## Page excerpt
Now in blue: Museum exhibits first works by Be’eri artist Ziva Jelin since October 7
Gaza-border kibbutz painter known for large red landscapes, which took bullets during Hamas invasion; ‘What the Heart Wants, Art as a Gateway to Healing’ opens in Ramat Gan

Like many other Israeli museums in the last 15 months, the Ramat Gan Museum of Israeli Art looked for a way to explore the pain and healing since the Hamas massacre of October 7, 2023.
Its latest set of exhibits, “What the Heart Wants, Art as a Gateway to Healing,” February 7 through June 30, presents four exhibits and two artist walls that offer both direct and indirect views of the attack and subsequent war.
It was an idea that had occurred to lead curator Sari Golan before October 7, as she thought about trauma and its effect on Israeli society.
“Sometimes you have to touch the wound in order to heal,” said Golan during a tour of the exhibits.
The lead exhibit in the three-floor museum is “Cypress Shadows on the Road,” a strong, emotional solo show of works by Ziva Jelin, an artist from Kibbutz Be’eri whose husband, former MK Haim Jelin, emerged as a kind of spokesman in the first days after the massacre in their community.
Be’eri’s art gallery, which Jelin had established, was destroyed by the Hamas terrorists, who put bullet holes through her canvases and burned the building to the ground.

## Supplied material
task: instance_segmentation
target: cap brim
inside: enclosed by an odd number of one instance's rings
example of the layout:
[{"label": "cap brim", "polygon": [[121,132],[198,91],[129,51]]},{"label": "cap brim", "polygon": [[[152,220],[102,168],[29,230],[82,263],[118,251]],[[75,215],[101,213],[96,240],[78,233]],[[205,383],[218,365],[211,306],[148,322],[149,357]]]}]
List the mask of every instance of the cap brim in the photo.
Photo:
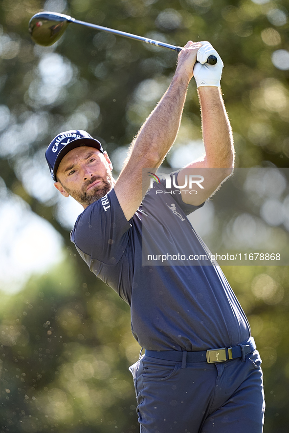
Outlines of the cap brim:
[{"label": "cap brim", "polygon": [[[82,144],[82,143],[85,143]],[[72,150],[72,149],[75,149],[76,147],[81,147],[82,145],[88,146],[89,147],[94,147],[97,149],[102,153],[103,153],[102,147],[100,143],[97,140],[93,138],[78,138],[74,140],[70,143],[68,143],[64,147],[63,147],[55,160],[54,165],[53,166],[53,174],[54,176],[54,180],[56,180],[56,172],[58,169],[59,164],[63,157],[66,155]]]}]

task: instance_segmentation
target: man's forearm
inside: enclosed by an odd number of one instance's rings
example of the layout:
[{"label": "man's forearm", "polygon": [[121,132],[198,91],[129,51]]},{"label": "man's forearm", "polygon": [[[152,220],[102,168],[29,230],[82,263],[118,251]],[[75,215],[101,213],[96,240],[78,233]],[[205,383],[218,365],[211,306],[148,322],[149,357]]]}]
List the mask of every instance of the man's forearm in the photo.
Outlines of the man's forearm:
[{"label": "man's forearm", "polygon": [[232,129],[220,87],[200,87],[205,165],[211,168],[234,166],[234,150]]},{"label": "man's forearm", "polygon": [[174,76],[168,90],[139,130],[133,146],[134,152],[149,153],[160,164],[173,145],[179,127],[189,80],[180,74]]}]

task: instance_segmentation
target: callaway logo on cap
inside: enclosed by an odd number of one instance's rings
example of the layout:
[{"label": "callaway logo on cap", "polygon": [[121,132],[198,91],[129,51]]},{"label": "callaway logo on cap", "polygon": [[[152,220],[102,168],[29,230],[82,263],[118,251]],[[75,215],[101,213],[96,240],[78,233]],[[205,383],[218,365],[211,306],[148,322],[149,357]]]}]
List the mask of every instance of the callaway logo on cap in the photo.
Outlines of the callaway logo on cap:
[{"label": "callaway logo on cap", "polygon": [[72,149],[81,146],[95,147],[103,153],[100,143],[88,132],[81,129],[62,132],[53,139],[47,148],[45,156],[54,181],[57,182],[56,172],[63,157]]}]

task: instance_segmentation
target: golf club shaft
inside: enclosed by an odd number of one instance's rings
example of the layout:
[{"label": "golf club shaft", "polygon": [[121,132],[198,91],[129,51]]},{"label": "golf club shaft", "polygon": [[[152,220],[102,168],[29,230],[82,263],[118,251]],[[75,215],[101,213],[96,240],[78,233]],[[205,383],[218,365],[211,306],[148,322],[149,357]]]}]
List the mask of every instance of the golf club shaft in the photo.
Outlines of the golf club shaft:
[{"label": "golf club shaft", "polygon": [[136,39],[137,41],[141,41],[142,42],[145,42],[146,43],[150,43],[151,45],[155,45],[156,46],[162,47],[163,48],[167,48],[169,50],[173,50],[179,53],[182,50],[180,46],[176,46],[174,45],[171,45],[169,43],[165,43],[163,42],[160,42],[158,41],[155,41],[154,39],[150,39],[149,38],[144,38],[143,36],[137,36],[136,35],[133,35],[132,33],[127,33],[126,32],[122,32],[120,30],[115,30],[113,29],[109,28],[107,27],[103,27],[102,25],[97,25],[96,24],[90,24],[89,22],[86,22],[85,21],[80,21],[72,18],[69,20],[70,22],[74,22],[76,24],[80,24],[81,25],[85,25],[86,27],[89,27],[91,28],[96,29],[98,30],[102,30],[104,32],[108,32],[109,33],[114,33],[115,35],[118,35],[120,36],[124,36],[125,38],[130,38],[131,39]]},{"label": "golf club shaft", "polygon": [[[150,39],[149,38],[144,38],[143,36],[138,36],[136,35],[133,35],[132,33],[127,33],[126,32],[122,32],[120,30],[115,30],[113,29],[110,29],[107,27],[103,27],[102,25],[98,25],[96,24],[91,24],[89,22],[86,22],[85,21],[80,21],[76,20],[75,18],[71,17],[70,22],[74,22],[76,24],[80,24],[81,25],[85,25],[86,27],[89,27],[91,28],[96,29],[98,30],[102,30],[104,32],[107,32],[109,33],[114,33],[115,35],[118,35],[120,36],[124,36],[125,38],[129,38],[131,39],[135,39],[137,41],[141,41],[142,42],[145,42],[146,43],[150,43],[151,45],[155,45],[156,46],[161,47],[163,48],[167,48],[168,50],[172,50],[177,53],[181,51],[182,48],[181,46],[176,46],[174,45],[171,45],[170,43],[165,43],[164,42],[160,42],[159,41],[156,41],[154,39]],[[217,58],[215,56],[209,56],[208,57],[207,62],[209,64],[215,64],[217,63]]]},{"label": "golf club shaft", "polygon": [[[49,22],[51,23],[51,26],[49,25]],[[165,43],[154,39],[150,39],[149,38],[138,36],[136,35],[133,35],[132,33],[116,30],[107,27],[103,27],[102,25],[98,25],[96,24],[91,24],[85,21],[80,21],[69,15],[65,15],[56,12],[44,12],[36,14],[29,21],[29,32],[32,39],[37,43],[44,46],[49,46],[59,39],[69,22],[79,24],[81,25],[84,25],[86,27],[95,29],[97,30],[101,30],[109,33],[118,35],[120,36],[124,36],[125,38],[129,38],[130,39],[140,41],[146,43],[150,43],[151,45],[154,45],[157,47],[172,50],[177,53],[179,53],[182,49],[180,46],[176,46],[174,45]],[[47,23],[48,23],[48,25]],[[43,29],[43,30],[42,31],[42,29]],[[217,57],[214,55],[209,56],[207,60],[207,62],[211,65],[215,64],[217,62]]]}]

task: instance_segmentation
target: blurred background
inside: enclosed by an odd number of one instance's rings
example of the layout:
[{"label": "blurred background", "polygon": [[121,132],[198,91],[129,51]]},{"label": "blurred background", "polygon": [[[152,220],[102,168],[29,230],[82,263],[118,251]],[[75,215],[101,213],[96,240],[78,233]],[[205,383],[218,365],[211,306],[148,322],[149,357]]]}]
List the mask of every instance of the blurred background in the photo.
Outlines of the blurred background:
[{"label": "blurred background", "polygon": [[[36,46],[28,32],[30,19],[52,11],[177,45],[209,41],[225,64],[222,85],[236,165],[254,168],[246,171],[249,181],[237,186],[242,201],[226,193],[225,184],[202,214],[195,212],[195,227],[209,248],[216,234],[225,245],[233,239],[246,248],[266,238],[284,247],[289,230],[289,5],[232,3],[0,2],[0,433],[138,431],[128,368],[140,348],[131,333],[129,308],[76,254],[69,232],[82,208],[56,193],[44,152],[61,131],[86,129],[108,151],[117,176],[177,58],[174,52],[76,24],[52,46]],[[192,82],[164,165],[181,166],[203,152]],[[263,360],[264,432],[285,433],[288,267],[222,268]]]}]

## Problem to work on
According to the article, what happened to the Be'eri art gallery that Ziva Jelin had established? The entries are not required for what follows.

## Response to this task
Hamas terrorists destroyed it, putting bullet holes through her canvases and burning the building to the ground.